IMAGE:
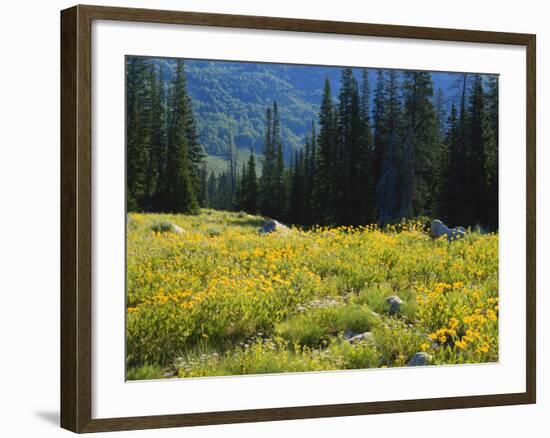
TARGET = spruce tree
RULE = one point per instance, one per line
(179, 193)
(387, 188)
(474, 183)
(138, 131)
(419, 160)
(266, 183)
(250, 186)
(326, 174)
(366, 156)
(349, 152)
(491, 151)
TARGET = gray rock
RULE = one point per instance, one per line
(420, 359)
(456, 233)
(168, 374)
(273, 226)
(367, 337)
(394, 303)
(438, 229)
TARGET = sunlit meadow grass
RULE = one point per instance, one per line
(220, 299)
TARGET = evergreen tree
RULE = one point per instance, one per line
(326, 174)
(267, 180)
(297, 209)
(349, 154)
(179, 193)
(203, 197)
(138, 131)
(473, 184)
(448, 192)
(366, 158)
(279, 187)
(419, 160)
(250, 186)
(491, 151)
(157, 155)
(387, 188)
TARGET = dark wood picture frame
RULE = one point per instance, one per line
(76, 218)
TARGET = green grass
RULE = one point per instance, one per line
(221, 299)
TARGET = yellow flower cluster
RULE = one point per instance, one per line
(220, 281)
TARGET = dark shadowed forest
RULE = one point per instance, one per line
(382, 145)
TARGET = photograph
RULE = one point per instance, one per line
(285, 218)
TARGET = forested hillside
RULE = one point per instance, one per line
(379, 146)
(229, 99)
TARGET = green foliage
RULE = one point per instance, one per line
(161, 227)
(221, 285)
(397, 341)
(316, 326)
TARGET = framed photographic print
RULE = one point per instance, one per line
(270, 218)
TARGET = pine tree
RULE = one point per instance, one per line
(326, 174)
(279, 187)
(203, 196)
(267, 180)
(179, 192)
(475, 158)
(157, 154)
(138, 131)
(213, 196)
(387, 188)
(367, 182)
(448, 193)
(250, 186)
(349, 153)
(490, 124)
(419, 161)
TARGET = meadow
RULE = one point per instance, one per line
(214, 297)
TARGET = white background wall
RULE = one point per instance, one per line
(29, 215)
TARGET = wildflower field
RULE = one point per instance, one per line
(214, 297)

———

# What you need to do
Output the records above exactly; leave out the pictures.

# Answer section
IMAGE:
TARGET = spruce tree
RULE = one point per instance, one per line
(179, 193)
(387, 188)
(474, 183)
(138, 131)
(419, 160)
(266, 183)
(250, 186)
(326, 174)
(366, 156)
(349, 152)
(491, 151)
TARGET = gray rock
RULE = one point per instance, one per line
(420, 359)
(456, 233)
(168, 374)
(273, 226)
(367, 337)
(394, 303)
(438, 229)
TARGET = sunlit meadow grass
RULE = one point per instance, one per line
(220, 299)
TARGET = evergreen tree
RULE = one point per instance, one per line
(326, 174)
(267, 180)
(297, 209)
(349, 154)
(179, 193)
(203, 197)
(138, 131)
(473, 184)
(448, 192)
(366, 158)
(279, 187)
(419, 160)
(250, 186)
(491, 151)
(157, 155)
(387, 188)
TARGET = dark wood picture frame
RULE = one point per instance, one per line
(76, 218)
TARGET = green grass
RULE = one point per instance, one per line
(221, 299)
TARGET = yellow flower cluster
RULE = one point per instance, one per line
(220, 281)
TARGET = dark shadowed forest
RULE = one point per instance, one per line
(382, 145)
TARGET = photograph
RULE = one point per instance, one per line
(285, 218)
TARGET = forested hillside
RULE = one point per instance, one per line
(379, 146)
(229, 99)
TARGET = green foliage
RULE = one point per instance, one per line
(161, 227)
(221, 285)
(397, 341)
(316, 326)
TARGET = framed photographic print
RULE = one point per instance, one per line
(270, 218)
TARGET = pine tree
RULE = one point per instance, one per line
(326, 174)
(279, 187)
(203, 196)
(267, 180)
(179, 192)
(475, 158)
(157, 154)
(138, 131)
(213, 196)
(387, 188)
(367, 182)
(448, 193)
(250, 186)
(349, 153)
(490, 124)
(419, 161)
TARGET = meadow
RULE = one point per instance, one per line
(214, 297)
TARGET = white background wall
RULE = one point per instance, one per line
(29, 215)
TARGET = wildflower field
RULE = one point per instance, one per line
(214, 297)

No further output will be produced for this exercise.